**Required task:**
Exactly the lines from the one containing "TARGET = coastal cliff" through the end of the data below are to be reproduced, and nothing besides them.

**Material for this task:**

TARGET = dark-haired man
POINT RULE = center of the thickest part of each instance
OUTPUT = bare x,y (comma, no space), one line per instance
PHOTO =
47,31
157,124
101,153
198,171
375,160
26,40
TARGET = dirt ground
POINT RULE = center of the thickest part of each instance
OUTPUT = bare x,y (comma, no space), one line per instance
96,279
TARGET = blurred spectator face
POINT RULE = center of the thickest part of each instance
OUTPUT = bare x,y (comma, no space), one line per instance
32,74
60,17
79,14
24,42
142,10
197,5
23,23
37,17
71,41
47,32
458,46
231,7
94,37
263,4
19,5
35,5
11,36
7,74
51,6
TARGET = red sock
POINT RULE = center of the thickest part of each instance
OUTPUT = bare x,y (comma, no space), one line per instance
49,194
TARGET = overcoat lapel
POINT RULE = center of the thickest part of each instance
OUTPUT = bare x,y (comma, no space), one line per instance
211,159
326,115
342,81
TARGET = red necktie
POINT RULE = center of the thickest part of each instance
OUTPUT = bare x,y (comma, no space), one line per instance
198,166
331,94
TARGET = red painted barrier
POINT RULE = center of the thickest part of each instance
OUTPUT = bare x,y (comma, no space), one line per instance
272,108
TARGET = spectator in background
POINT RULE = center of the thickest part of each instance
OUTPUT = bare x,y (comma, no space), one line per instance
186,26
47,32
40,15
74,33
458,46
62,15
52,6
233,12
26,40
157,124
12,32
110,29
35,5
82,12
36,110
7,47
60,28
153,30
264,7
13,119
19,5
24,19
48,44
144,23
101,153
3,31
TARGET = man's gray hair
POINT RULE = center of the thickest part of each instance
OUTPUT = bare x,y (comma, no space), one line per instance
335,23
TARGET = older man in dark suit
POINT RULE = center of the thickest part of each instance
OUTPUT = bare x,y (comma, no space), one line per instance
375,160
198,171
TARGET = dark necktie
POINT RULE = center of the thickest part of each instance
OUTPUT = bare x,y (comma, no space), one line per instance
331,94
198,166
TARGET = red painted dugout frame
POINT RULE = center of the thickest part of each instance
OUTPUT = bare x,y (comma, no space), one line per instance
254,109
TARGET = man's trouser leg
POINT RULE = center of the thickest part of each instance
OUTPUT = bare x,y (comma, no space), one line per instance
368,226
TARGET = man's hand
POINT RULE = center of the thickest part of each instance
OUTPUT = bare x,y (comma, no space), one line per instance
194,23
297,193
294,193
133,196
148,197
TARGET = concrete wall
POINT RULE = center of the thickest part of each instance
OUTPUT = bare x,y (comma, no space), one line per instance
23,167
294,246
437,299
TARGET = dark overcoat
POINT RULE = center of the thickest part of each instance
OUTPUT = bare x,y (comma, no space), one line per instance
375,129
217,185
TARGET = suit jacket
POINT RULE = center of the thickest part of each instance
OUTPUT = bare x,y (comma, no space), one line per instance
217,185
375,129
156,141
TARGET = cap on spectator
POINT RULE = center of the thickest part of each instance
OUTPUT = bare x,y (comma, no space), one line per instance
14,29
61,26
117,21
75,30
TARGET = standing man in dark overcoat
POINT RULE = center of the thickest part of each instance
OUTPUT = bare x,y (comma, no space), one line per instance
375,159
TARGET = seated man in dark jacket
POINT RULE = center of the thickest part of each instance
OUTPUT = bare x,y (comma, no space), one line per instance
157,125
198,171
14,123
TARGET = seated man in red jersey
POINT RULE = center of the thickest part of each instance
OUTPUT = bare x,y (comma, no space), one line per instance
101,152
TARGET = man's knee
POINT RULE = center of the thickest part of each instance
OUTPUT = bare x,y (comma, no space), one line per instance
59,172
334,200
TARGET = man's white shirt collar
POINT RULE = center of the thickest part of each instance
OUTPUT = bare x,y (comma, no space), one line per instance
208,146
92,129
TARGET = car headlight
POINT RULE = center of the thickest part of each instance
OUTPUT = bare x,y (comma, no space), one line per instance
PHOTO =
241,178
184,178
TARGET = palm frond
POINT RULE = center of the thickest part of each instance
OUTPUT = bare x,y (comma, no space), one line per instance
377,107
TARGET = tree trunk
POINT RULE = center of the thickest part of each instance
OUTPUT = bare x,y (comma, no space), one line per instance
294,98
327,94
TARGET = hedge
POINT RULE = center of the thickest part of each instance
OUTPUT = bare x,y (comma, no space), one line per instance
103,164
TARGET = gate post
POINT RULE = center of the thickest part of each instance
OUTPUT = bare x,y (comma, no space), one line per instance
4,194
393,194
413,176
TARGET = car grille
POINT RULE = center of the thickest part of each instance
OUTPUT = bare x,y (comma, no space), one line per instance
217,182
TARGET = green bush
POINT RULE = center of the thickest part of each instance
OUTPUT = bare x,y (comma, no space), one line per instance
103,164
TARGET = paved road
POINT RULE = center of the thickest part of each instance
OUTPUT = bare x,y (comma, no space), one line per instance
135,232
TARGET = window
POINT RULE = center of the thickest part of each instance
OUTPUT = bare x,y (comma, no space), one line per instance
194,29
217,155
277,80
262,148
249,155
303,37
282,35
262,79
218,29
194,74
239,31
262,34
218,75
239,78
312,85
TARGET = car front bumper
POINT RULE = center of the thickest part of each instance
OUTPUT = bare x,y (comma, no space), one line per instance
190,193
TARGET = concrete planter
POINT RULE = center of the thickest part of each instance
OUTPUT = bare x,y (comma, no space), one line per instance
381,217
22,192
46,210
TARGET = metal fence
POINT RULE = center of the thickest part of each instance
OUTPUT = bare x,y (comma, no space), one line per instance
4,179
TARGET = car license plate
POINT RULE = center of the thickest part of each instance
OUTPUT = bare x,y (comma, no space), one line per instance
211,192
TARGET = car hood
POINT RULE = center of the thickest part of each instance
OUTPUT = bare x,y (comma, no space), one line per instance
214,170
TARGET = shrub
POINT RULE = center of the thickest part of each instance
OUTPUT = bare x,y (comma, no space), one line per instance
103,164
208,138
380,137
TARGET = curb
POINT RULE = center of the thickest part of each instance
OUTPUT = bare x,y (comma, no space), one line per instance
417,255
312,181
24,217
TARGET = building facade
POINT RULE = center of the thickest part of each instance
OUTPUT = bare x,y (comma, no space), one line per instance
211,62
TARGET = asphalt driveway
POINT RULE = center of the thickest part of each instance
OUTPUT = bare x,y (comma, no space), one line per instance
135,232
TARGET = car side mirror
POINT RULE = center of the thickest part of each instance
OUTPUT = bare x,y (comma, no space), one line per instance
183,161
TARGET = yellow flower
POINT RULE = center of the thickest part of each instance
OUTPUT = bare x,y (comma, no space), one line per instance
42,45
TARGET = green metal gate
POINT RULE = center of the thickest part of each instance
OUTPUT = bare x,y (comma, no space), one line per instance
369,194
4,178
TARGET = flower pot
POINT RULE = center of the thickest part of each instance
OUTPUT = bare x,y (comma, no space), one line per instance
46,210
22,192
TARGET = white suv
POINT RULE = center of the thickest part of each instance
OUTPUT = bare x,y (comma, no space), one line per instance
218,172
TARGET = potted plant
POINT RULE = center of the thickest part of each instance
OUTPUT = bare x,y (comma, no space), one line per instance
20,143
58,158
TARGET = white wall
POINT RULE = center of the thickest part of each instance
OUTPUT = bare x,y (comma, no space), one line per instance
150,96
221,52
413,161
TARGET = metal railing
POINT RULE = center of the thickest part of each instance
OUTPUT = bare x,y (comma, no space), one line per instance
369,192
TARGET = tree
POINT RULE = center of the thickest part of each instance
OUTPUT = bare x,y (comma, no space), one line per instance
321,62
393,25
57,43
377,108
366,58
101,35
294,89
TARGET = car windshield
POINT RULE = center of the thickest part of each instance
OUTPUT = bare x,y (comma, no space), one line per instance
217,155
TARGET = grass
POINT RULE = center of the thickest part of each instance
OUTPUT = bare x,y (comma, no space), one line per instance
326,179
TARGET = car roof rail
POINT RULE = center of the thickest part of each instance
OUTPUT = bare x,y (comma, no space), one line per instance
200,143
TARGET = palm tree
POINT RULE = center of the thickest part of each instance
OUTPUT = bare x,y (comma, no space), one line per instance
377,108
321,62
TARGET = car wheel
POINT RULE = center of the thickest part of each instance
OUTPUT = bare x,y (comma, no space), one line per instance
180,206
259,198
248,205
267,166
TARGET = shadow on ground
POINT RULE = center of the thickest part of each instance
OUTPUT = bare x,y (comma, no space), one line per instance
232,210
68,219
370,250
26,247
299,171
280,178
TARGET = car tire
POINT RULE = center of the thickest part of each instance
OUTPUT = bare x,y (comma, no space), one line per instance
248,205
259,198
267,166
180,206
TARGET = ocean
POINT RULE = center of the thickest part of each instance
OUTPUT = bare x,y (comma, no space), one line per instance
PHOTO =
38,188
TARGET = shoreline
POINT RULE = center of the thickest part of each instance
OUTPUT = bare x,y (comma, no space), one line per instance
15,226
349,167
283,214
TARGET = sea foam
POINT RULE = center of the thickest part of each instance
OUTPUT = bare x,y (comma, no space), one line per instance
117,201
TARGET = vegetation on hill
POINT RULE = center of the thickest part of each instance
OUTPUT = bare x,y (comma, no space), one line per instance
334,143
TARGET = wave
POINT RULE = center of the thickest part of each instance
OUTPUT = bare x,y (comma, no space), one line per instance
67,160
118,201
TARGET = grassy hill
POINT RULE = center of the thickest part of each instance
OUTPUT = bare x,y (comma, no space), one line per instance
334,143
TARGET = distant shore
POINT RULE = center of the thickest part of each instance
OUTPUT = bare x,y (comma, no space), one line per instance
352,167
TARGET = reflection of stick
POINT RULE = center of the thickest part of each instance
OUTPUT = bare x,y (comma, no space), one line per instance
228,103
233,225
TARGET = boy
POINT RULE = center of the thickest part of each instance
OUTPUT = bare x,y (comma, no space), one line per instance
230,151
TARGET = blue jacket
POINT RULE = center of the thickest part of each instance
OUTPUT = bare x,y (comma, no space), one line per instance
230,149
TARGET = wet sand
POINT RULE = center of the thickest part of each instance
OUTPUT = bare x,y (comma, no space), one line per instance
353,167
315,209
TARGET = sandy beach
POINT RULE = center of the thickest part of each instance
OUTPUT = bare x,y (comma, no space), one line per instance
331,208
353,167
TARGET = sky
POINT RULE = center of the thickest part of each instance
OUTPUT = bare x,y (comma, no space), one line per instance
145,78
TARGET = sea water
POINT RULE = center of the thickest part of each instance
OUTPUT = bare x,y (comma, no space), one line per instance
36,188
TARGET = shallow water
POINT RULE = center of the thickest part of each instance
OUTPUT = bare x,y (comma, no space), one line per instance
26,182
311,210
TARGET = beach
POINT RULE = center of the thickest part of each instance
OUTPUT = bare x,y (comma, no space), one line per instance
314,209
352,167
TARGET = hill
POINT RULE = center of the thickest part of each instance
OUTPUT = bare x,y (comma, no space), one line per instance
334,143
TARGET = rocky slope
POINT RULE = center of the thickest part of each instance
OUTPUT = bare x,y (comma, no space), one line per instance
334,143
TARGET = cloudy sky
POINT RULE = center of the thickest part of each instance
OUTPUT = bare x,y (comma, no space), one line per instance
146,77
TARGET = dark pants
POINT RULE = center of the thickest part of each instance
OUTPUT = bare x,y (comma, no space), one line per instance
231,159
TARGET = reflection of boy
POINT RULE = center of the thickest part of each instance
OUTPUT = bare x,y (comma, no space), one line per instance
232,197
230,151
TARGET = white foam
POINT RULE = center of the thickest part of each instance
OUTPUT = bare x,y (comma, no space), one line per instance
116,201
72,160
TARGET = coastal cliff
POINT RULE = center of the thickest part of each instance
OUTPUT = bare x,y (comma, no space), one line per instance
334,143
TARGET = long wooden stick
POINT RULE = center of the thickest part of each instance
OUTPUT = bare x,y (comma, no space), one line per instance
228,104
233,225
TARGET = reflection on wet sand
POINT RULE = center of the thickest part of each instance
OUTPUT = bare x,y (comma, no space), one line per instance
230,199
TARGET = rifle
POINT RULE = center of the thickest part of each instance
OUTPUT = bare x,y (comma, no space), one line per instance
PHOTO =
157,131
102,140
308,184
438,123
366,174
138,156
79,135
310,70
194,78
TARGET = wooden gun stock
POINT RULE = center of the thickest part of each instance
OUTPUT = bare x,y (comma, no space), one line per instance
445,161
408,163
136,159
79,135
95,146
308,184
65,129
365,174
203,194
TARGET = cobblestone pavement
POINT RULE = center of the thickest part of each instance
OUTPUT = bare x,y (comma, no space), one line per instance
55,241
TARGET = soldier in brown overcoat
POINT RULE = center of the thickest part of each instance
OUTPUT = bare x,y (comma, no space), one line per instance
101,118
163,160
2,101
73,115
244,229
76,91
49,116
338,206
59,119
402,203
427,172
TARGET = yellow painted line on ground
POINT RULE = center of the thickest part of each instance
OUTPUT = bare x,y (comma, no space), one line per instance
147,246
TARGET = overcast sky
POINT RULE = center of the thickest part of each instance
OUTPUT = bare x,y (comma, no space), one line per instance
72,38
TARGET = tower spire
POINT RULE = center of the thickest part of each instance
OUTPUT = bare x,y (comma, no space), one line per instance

**Answer below:**
TARGET = coastal cliff
POINT RULE = center of the thickest part of each instance
OUTPUT = bare x,y (comma, no space), one line per instance
334,143
TARGET = long wooden stick
POINT RULE = center of the thickest part of each instance
OUTPUT = bare x,y (comma, no space), one line per instance
228,104
233,225
TARGET = reflection on wet sand
POINT RULE = center of the thickest part of each instance
OUTPUT = bare x,y (comma, no space), one line per instance
230,199
TARGET = rifle
POINT RULE = center of the thickest part of each instance
OUTPUT = bare x,y (comma, no space), one line per instance
PHOTO =
157,131
102,140
308,184
438,123
366,174
138,156
79,135
310,70
194,78
TARGET = wooden gun stock
POINT RULE = center of the thickest part of each instance
OUTPUT = bare x,y (comma, no space), one line per instance
445,161
408,163
136,159
79,135
95,146
308,184
65,129
365,174
203,194
TARGET = cobblestone pavement
POINT RULE = center of the thickest part of each instance
OUTPUT = bare x,y (comma, no space), one line per instance
55,241
TARGET = soldier in brown overcoat
POINT RULE = center of the thickest part of each instance
OUTPUT = bare x,y (comma, no space), one line per instance
101,118
163,160
2,101
73,115
244,229
76,91
49,116
338,206
59,119
402,203
427,172
TARGET = yellow painted line on ground
POINT RULE = center of the thickest part of each instance
OUTPUT = bare x,y (comma, no space), one line per instance
147,246
TARGET = overcast sky
POINT RULE = center of the thickest part of each instance
OUTPUT = bare x,y (comma, no space), one line per instance
72,38
TARGET = tower spire
POINT RULE = center of the thickest part of each instance
OUTPUT = bare x,y (comma, no space), one line per instance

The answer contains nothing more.